▸ **DOCUMENT SEGMENT**
- - - - - - -
If you’re a parent of school-aged kids, especially elementary-school-aged kids, then you know what I’m talking about. If you’re not, or you were once but now you’ve forgotten what it’s like, let me explain.
Summer isn’t all rainbows and butterflies and endless days at the pool. Which is, of course, what kids think.
As hard as parents may try to live up to such expectations, nobody goes to Disney World every week. There are only so many pool play dates and trips to the snow-cone stand. There’s also this thing called work which still takes place over the summer, at least for some parents.
It wasn’t that way when I was growing up.
Both my parents were school teachers. Summers meant total freedom (outside of Dad’s daily reading/writing assignments and throwing 100 strikes). In short, Mom and Dad were just as elated about summer as I was.
I’m still a teacher, and university summers often extend past public school breaks, but it’s my other gig that’s causing the hang-up this time around.
My writing gig.
This summer I have an extensive revision for my fourth manuscript due the day before my third novel releases. My wife also works. She has a real job. One with predetermined hours outside of the household. Oh, and my kids have swim practice in the morning, five days a week, on top of too many camps to count.
- - - - - - -
▸ **GIVEN INFORMATION**
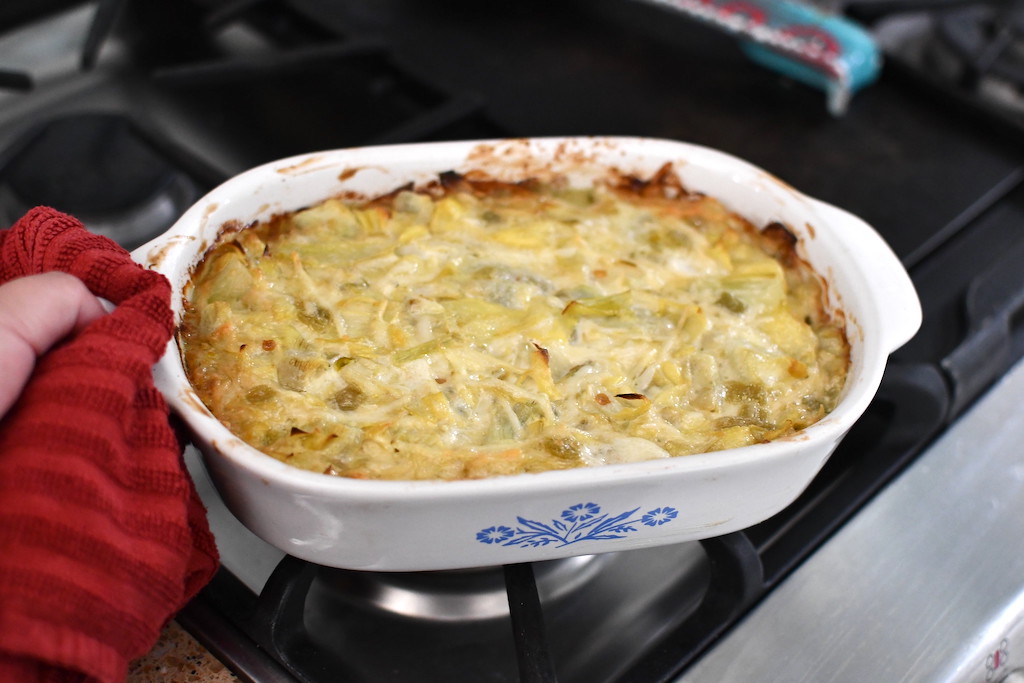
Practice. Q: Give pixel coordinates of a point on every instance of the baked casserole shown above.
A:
(470, 328)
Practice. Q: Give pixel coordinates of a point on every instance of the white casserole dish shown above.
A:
(425, 525)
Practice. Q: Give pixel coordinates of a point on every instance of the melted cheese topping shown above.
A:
(472, 330)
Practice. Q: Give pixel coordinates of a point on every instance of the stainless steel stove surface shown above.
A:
(123, 112)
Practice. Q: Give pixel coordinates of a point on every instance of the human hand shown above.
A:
(36, 312)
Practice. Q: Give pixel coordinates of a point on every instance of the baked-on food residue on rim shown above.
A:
(471, 328)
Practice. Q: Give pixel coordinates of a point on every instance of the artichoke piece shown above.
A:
(260, 393)
(743, 392)
(564, 447)
(731, 301)
(348, 398)
(314, 315)
(616, 305)
(407, 354)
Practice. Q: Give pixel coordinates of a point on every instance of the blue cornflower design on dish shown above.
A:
(659, 516)
(581, 521)
(495, 535)
(581, 512)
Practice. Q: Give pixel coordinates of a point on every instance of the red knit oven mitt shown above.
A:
(102, 537)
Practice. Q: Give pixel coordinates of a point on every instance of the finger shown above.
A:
(36, 312)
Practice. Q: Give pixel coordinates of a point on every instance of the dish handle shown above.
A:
(893, 291)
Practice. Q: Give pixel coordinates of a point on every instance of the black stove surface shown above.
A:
(210, 88)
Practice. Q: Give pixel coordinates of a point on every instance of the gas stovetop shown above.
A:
(124, 113)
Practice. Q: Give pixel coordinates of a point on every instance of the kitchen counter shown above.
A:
(177, 657)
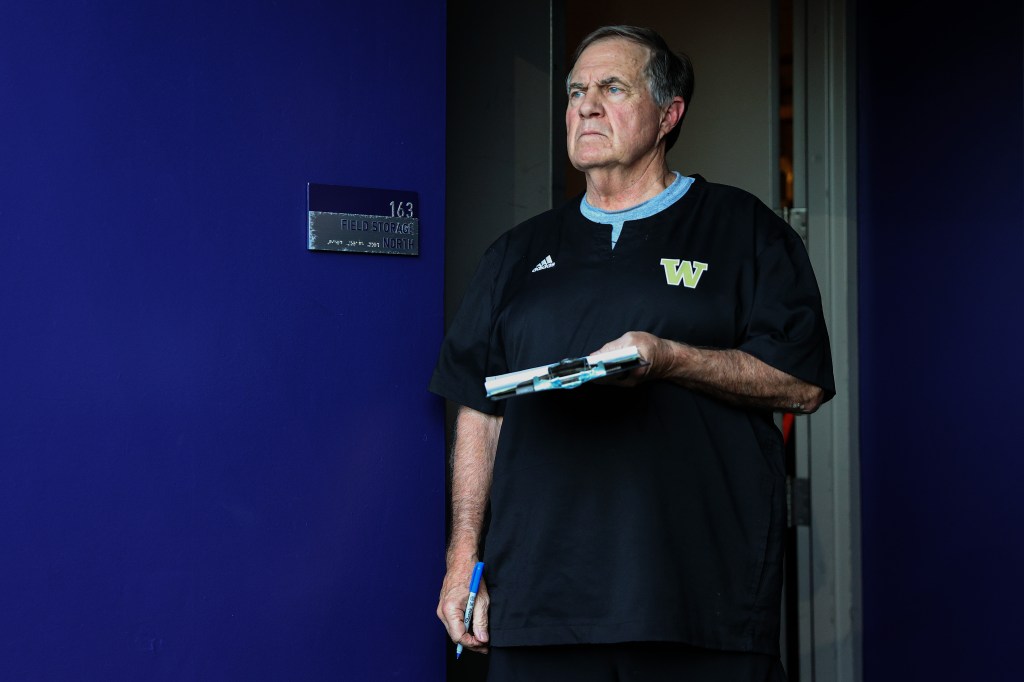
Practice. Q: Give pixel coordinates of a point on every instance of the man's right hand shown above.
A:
(452, 608)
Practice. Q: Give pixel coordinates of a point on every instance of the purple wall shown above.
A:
(941, 226)
(218, 460)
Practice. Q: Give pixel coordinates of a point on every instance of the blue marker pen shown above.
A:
(474, 587)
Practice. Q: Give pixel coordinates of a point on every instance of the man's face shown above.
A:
(611, 119)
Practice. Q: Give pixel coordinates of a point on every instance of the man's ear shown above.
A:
(673, 115)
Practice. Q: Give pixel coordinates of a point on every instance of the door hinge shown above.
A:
(799, 501)
(797, 217)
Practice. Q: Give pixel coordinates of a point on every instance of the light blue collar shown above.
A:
(652, 206)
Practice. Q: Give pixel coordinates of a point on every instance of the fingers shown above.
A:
(481, 612)
(452, 612)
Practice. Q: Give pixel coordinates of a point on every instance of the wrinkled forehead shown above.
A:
(610, 57)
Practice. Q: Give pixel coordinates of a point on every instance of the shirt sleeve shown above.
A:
(786, 328)
(467, 355)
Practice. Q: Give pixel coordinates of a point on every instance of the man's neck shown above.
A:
(613, 189)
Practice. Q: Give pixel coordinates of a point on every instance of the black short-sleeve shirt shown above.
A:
(648, 513)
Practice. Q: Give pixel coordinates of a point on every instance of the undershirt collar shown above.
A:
(652, 206)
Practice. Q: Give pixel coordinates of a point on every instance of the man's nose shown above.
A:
(591, 104)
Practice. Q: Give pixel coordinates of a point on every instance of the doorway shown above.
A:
(772, 114)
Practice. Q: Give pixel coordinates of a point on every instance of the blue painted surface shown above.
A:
(941, 226)
(218, 460)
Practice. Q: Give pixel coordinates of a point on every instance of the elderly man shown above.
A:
(636, 525)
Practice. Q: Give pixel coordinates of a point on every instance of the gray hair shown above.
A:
(669, 74)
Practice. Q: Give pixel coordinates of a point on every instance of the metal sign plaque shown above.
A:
(363, 220)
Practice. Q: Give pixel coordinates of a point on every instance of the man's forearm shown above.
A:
(738, 377)
(730, 375)
(472, 468)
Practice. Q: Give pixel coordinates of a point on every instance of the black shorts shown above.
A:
(632, 662)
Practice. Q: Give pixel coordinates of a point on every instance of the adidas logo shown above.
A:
(544, 264)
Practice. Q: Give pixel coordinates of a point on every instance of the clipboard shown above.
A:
(566, 374)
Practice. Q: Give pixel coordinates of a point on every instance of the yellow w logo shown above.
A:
(683, 270)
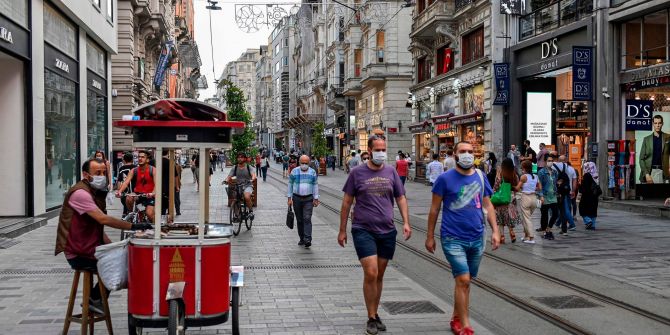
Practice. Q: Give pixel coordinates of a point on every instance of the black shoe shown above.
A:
(380, 325)
(371, 327)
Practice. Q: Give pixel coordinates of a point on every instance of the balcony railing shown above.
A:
(552, 16)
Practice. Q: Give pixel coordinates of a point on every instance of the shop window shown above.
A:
(59, 32)
(422, 69)
(445, 60)
(380, 46)
(358, 58)
(62, 139)
(473, 46)
(16, 10)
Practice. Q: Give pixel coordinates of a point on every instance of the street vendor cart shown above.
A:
(180, 275)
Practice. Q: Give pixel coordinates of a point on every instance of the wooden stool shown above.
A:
(87, 319)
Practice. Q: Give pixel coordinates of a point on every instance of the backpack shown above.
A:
(562, 180)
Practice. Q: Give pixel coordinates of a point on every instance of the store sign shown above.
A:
(538, 117)
(501, 73)
(582, 68)
(638, 114)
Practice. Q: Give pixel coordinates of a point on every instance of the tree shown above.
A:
(237, 111)
(319, 146)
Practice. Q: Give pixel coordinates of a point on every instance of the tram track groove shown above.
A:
(505, 295)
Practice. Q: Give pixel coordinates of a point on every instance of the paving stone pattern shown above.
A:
(280, 295)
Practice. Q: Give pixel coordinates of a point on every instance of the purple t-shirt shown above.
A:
(374, 192)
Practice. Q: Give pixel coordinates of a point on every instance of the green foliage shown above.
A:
(319, 145)
(236, 111)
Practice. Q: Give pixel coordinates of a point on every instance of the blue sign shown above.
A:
(162, 64)
(638, 114)
(501, 74)
(582, 69)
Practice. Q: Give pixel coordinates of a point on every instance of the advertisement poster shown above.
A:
(473, 98)
(538, 118)
(648, 170)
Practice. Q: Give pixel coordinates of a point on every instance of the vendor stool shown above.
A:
(87, 318)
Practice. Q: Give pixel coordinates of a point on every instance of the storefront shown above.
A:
(645, 102)
(553, 103)
(15, 117)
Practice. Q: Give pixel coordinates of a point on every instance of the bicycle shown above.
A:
(238, 209)
(137, 215)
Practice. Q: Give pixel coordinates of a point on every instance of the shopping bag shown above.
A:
(503, 195)
(113, 264)
(289, 218)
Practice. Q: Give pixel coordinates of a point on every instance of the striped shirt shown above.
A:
(303, 183)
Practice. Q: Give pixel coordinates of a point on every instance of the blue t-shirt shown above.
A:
(462, 216)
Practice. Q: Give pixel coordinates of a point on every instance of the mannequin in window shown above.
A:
(563, 144)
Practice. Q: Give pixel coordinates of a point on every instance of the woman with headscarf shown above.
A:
(588, 205)
(507, 215)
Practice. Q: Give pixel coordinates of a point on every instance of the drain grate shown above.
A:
(565, 302)
(6, 243)
(302, 266)
(26, 272)
(411, 307)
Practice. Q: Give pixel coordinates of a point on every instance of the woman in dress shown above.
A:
(507, 215)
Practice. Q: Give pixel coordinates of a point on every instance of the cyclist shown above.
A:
(142, 178)
(244, 175)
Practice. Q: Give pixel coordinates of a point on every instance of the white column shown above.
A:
(38, 122)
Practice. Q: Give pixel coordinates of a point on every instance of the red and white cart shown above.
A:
(183, 279)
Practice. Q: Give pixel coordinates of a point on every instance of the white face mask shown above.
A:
(99, 182)
(378, 157)
(466, 160)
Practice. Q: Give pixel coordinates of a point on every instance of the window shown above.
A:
(59, 32)
(15, 10)
(445, 60)
(380, 46)
(62, 137)
(423, 69)
(95, 58)
(473, 46)
(645, 40)
(358, 58)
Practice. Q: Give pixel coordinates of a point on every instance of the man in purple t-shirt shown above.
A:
(374, 186)
(465, 193)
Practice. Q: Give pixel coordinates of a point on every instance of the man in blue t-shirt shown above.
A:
(465, 194)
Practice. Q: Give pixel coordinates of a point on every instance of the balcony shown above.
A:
(425, 22)
(553, 16)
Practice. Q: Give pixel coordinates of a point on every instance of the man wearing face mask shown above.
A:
(374, 186)
(465, 194)
(82, 220)
(303, 195)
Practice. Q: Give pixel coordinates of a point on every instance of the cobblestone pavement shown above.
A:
(627, 247)
(288, 289)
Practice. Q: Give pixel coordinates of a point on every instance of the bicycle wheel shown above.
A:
(235, 217)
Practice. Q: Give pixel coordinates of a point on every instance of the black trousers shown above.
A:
(545, 221)
(87, 264)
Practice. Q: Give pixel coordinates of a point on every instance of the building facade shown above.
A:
(54, 93)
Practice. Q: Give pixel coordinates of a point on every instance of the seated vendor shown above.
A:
(82, 220)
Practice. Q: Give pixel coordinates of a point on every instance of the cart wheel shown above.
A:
(176, 322)
(235, 310)
(235, 212)
(133, 329)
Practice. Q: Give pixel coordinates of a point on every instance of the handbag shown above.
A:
(289, 218)
(503, 195)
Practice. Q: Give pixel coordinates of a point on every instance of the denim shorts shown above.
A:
(463, 256)
(370, 244)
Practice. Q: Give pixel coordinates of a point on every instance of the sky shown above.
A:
(229, 41)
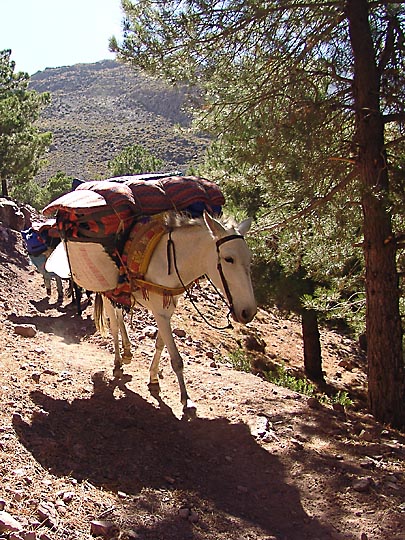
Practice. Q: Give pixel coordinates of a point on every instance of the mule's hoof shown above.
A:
(189, 410)
(126, 359)
(118, 372)
(154, 389)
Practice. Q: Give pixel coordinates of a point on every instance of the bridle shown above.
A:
(229, 302)
(219, 243)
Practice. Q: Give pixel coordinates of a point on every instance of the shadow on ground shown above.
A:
(123, 443)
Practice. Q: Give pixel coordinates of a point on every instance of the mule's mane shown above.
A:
(175, 220)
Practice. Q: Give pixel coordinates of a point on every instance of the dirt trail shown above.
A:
(260, 462)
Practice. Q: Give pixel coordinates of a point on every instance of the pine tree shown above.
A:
(309, 96)
(21, 144)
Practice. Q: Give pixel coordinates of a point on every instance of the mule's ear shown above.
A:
(244, 226)
(217, 230)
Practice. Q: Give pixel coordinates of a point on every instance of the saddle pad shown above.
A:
(92, 267)
(138, 250)
(58, 262)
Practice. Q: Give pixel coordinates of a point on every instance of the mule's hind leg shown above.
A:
(112, 316)
(126, 344)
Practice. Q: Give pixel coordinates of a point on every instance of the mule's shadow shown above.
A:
(67, 324)
(124, 443)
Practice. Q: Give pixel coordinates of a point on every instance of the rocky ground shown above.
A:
(83, 455)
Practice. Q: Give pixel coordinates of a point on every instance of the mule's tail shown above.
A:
(100, 320)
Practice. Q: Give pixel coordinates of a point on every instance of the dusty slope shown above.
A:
(257, 463)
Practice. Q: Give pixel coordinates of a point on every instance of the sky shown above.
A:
(55, 33)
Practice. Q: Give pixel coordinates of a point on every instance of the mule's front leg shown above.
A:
(154, 366)
(166, 335)
(115, 318)
(126, 344)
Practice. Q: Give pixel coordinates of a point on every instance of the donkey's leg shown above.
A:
(154, 366)
(112, 317)
(126, 344)
(165, 331)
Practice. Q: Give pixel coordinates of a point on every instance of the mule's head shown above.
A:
(231, 271)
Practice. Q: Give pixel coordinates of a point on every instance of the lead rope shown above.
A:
(171, 248)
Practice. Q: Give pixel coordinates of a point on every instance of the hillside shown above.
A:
(99, 109)
(84, 455)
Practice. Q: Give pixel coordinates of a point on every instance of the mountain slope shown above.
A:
(99, 109)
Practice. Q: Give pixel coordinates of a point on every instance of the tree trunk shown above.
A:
(386, 373)
(312, 346)
(4, 189)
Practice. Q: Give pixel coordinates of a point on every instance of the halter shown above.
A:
(221, 272)
(171, 248)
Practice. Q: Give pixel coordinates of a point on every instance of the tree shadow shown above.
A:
(126, 444)
(67, 325)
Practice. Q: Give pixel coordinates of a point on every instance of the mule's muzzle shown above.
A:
(245, 316)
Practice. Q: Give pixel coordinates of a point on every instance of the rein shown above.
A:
(171, 249)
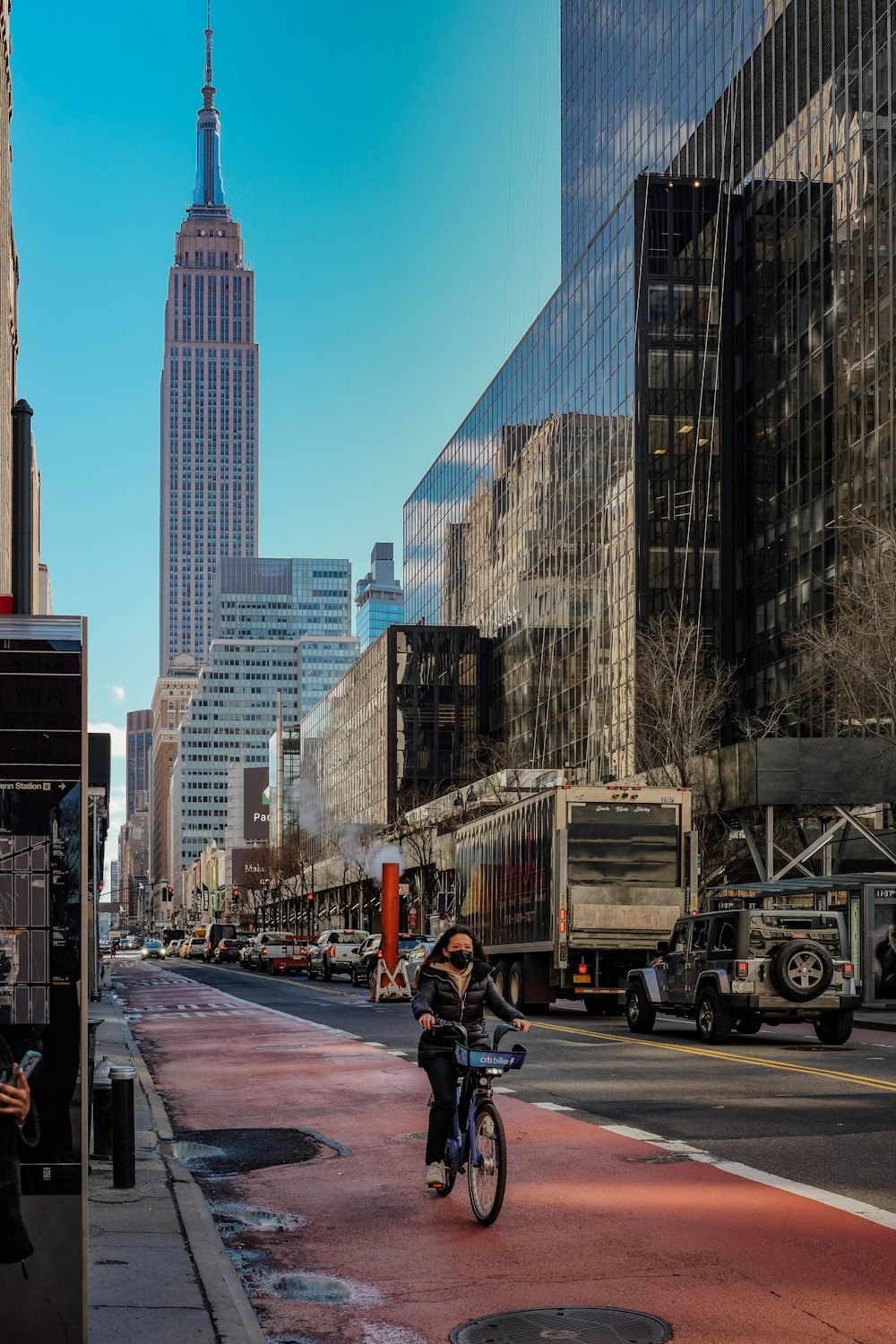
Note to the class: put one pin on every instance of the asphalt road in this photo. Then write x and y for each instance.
(780, 1101)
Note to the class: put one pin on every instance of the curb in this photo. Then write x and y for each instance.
(874, 1023)
(233, 1317)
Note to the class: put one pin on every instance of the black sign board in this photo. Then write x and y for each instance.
(255, 803)
(43, 744)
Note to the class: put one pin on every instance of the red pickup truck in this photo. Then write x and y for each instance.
(279, 952)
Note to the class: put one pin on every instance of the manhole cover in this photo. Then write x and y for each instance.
(586, 1324)
(228, 1152)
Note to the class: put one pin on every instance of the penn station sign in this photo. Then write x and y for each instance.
(255, 803)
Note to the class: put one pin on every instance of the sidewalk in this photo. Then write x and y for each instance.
(159, 1271)
(160, 1274)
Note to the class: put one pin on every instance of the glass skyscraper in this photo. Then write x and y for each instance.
(209, 505)
(379, 597)
(708, 395)
(263, 610)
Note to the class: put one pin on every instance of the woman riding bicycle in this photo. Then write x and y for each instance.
(454, 986)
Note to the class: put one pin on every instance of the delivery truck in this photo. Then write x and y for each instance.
(571, 887)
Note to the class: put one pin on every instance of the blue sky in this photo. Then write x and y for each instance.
(395, 171)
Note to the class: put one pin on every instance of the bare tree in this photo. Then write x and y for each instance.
(847, 666)
(683, 694)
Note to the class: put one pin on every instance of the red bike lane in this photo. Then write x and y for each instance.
(591, 1218)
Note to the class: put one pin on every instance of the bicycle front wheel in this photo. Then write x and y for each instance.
(487, 1180)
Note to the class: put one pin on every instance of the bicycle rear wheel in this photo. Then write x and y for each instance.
(487, 1182)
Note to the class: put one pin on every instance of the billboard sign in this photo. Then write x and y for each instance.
(249, 870)
(255, 803)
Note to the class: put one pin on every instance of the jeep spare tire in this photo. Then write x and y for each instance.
(801, 969)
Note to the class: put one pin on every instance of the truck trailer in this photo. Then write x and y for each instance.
(570, 889)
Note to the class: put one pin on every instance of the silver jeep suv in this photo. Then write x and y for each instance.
(739, 969)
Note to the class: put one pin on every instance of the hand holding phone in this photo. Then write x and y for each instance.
(30, 1062)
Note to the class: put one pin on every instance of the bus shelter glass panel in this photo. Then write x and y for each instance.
(880, 983)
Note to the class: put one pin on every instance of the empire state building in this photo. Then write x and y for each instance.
(209, 505)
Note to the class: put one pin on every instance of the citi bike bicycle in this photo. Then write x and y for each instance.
(477, 1140)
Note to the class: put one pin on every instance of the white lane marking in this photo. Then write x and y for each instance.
(301, 1021)
(821, 1196)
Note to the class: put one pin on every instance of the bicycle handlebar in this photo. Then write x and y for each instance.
(501, 1030)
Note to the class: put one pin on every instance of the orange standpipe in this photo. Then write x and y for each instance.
(390, 908)
(392, 976)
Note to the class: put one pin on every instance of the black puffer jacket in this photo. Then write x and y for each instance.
(15, 1244)
(437, 994)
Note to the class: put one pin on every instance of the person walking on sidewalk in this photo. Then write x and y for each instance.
(455, 986)
(18, 1123)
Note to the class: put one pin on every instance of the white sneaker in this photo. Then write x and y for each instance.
(435, 1175)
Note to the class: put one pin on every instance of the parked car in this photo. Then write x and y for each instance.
(365, 964)
(214, 935)
(335, 953)
(742, 969)
(416, 960)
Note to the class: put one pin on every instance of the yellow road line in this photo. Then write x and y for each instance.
(834, 1075)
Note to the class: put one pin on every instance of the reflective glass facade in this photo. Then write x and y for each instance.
(378, 597)
(707, 392)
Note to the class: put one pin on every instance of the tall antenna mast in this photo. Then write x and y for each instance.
(209, 88)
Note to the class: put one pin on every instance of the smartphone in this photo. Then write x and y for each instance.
(30, 1062)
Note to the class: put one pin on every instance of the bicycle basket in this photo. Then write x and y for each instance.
- - - - - - -
▸ **PROBLEM DETAILS**
Write a continuation of the essay above about a parent's summer with school-aged kids and a writing deadline, starting after "on top of too many camps to count."

▸ **REPLY TO THE TASK**
In other words, my summer gig has quickly transformed into running a taxi service.
“Dad’s Taxicab” is a 2014 slate gray Tacoma. With two car seats in the already tight second row, the driver’s seat rides real close to the wheel. My knees touch the dash. The other day, my daughter made a joke that I looked like a character from “Mario Kart.”
To make matters worse, we’re also remodeling our basement. Which means I no longer have an office. I’m a man without a country, resigned to the kitchen, the back deck—basically wherever the kids aren’t—with a pair of noise-cancelling headphones strapped over my ears.
If all of this sounds dire, it is, or I guess it was, until just recently.
My kids and I realized what summer was really about on the same day. It was a Sunday. No, a Monday, maybe? It doesn’t matter. Summer days are all the same. The kids were bored. I was restless, itching to get working on my revision. Then, out of nowhere, our collective epiphany arrived in the form of an empty Amazon box.
I cut two eyes out of one end and put the box on my head. I started talking in a nasally tone of voice. I bent my arms at ninety-degree angles. I rotated my hips back and forth.
And just like that, I’d transformed into “Daddy Robot.”
The game wasn’t much different than my role as a taxi driver. I went wherever the kids told me to go. I cleaned their rooms. I chased the cat. I tried to eat yogurt, but my new boxy head didn’t have a mouth.
The kids laughed until they cried and the day passed faster than the ones before it. Now, the only question is… what will we do tomorrow?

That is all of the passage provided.